**Page**
So excited for you all. Keep us all posted. Can't wait until we start seeing pictures . Have fun and all stay safe.


----------



## Poledra65 (Jul 6, 2011)

kehinkle said:


> Made it safely home. Stopped and saw my niece's family (ex sil and her hubby, plus the kids). We had a good chat and a good feeling that they are all handling things as week as can be expected. She talked to the coroner yesterday. It was as she had thought. This will most likely proceed to a wrongful death suit. It was so preventable! Can't talk about the circumstance yet. Please keep them in your prayers. Will be a tough month until the memorial service.
> 
> Have a couple errands to do in the morning so will be at the hotel in the early afternoon at the latest.
> 
> ...


So sad, will certainly keep you all in prayers.


----------



## Poledra65 (Jul 6, 2011)

Well, I picked up a cold somewhere and since cinnamon and honey seem to be the best thing, and I have cinnamon creamed honey in the cupboard, I had a tablespoon of that and then several cups of tea with honey. I have linden street lemon that is really good, now I'm on Cold Tea P.M. and took some cold meds. Hoping I can kick it out before it gets really started.  
Have a great night all, see you in the morning. Hopefully Marla will be back tomorrow, I'll know in the morning for sure, if I'm to pick her up tomorrow or Saturday. 
Sweet dreams.


----------



## Spider (Oct 15, 2012)

Poledra65 said:


> Well, I picked up a cold somewhere and since cinnamon and honey seem to be the best thing, and I have cinnamon creamed honey in the cupboard, I had a tablespoon of that and then several cups of tea with honey. I have linden street lemon that is really good, now I'm on Cold Tea P.M. and took some cold meds. Hoping I can kick it out before it gets really started.
> Have a great night all, see you in the morning. Hopefully Marla will be back tomorrow, I'll know in the morning for sure, if I'm to pick her up tomorrow or Saturday.
> Sweet dreams.


Hope you sleep well and feel better.


----------



## darowil (Apr 17, 2011)

Gweniepooh said:


> I am SOOO excited! Oldest DD just called and yesterday her fiancé asked her why she had picked May to get married. She said she was afraid that if she had said any soon he would freak out. He said no, he was ready now so.......they are getting married Oct. 25th. Just waiting to hear from minister friend of theirs as to if he is available that day. DD said as soon as I get back from KAP she wants me to go looking for a short dress for her to wear and that youngest DD will be her brides maid. They are going to have just a very small intimate ceremony in the sunroom of future MIL's home. Woohoo!!!


Wow how exciting-things not going to settle down just yet are they?


----------



## darowil (Apr 17, 2011)

I actually popped in quickly to say we are all here. Julie and Denise have arrived in Goulburn. We have had a lovely cauliflower soup that Denise made- she might even post it on a TP soon now that knows how delicious it is,
Julie is having a rest and we are all internetting and talking as we go.

**Supplied material**
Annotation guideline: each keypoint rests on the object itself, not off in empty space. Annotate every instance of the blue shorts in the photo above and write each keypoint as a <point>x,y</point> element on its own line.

**Stated task A**
Repeat the forum thread word for word from "So excited for" up to and including "the memorial service.".
**Stated task B**
Write what comes next in the forum thread, starting right after its last sentence.
The data come from a separate source and have no connection to the forum thread.

**Written answer A**
So excited for you all. Keep us all posted. Can't wait until we start seeing pictures . Have fun and all stay safe.


----------



## Poledra65 (Jul 6, 2011)

kehinkle said:


> Made it safely home. Stopped and saw my niece's family (ex sil and her hubby, plus the kids). We had a good chat and a good feeling that they are all handling things as week as can be expected. She talked to the coroner yesterday. It was as she had thought. This will most likely proceed to a wrongful death suit. It was so preventable! Can't talk about the circumstance yet. Please keep them in your prayers. Will be a tough month until the memorial service.

**Written answer B**
I'm told Kate is starting early so all photos can go on one TP so I will withhold photos till then. 
And now we are about to have coffee and cake here.


----------



## RookieRetiree (Jan 27, 2011)

Be careful and get there safely. See you soon and am anxious to meet Matthew.



pacer said:


> Matthew is attempting to get the outline on the watermelon tonight so he can carve it in the morning. Getting ready for a short nap tonight and then back at things before we leave. I got some of the vegetables cut up and will finish them in the morning and then cut some fruit. Half of our stuff is packed in the vehicle and then it started raining so stopped for the night.


----------



## RookieRetiree (Jan 27, 2011)

Glad to hear that you've all met up -- cauliflower soup sounds wonderful. Just the thing we need as the days get colder.

It's pretty stormy here at present and it's wreaking havoc with my sinuses...time to get the fever few supplement going again...it's that time of year where I would normally get many migraines with the biometric pressure changes. Need to keep this one at bay.

Kaye, sorry to hear you're down with a cold. DH has had one for the last 6-7 days and it's settled in his chest and just won't go away. He's being doctored with the honey cinnamon cough concoction and he feels better, but the coughing is bothering his sleep. He has instructions to see the doctor if he's not better tomorrow.



darowil said:


> I actually popped in quickly to say we are all here. Julie and Denise have arrived in Goulburn. We have had a lovely cauliflower soup that Denise made- she might even post it on a TP soon now that knows how delicious it is,
> Julie is having a rest and we are all internetting and talking as we go.
> I'm told Kate is starting early so all photos can go on one TP so I will withhold photos till then.
> And now we are about to have coffee and cake here.


----------



## RookieRetiree (Jan 27, 2011)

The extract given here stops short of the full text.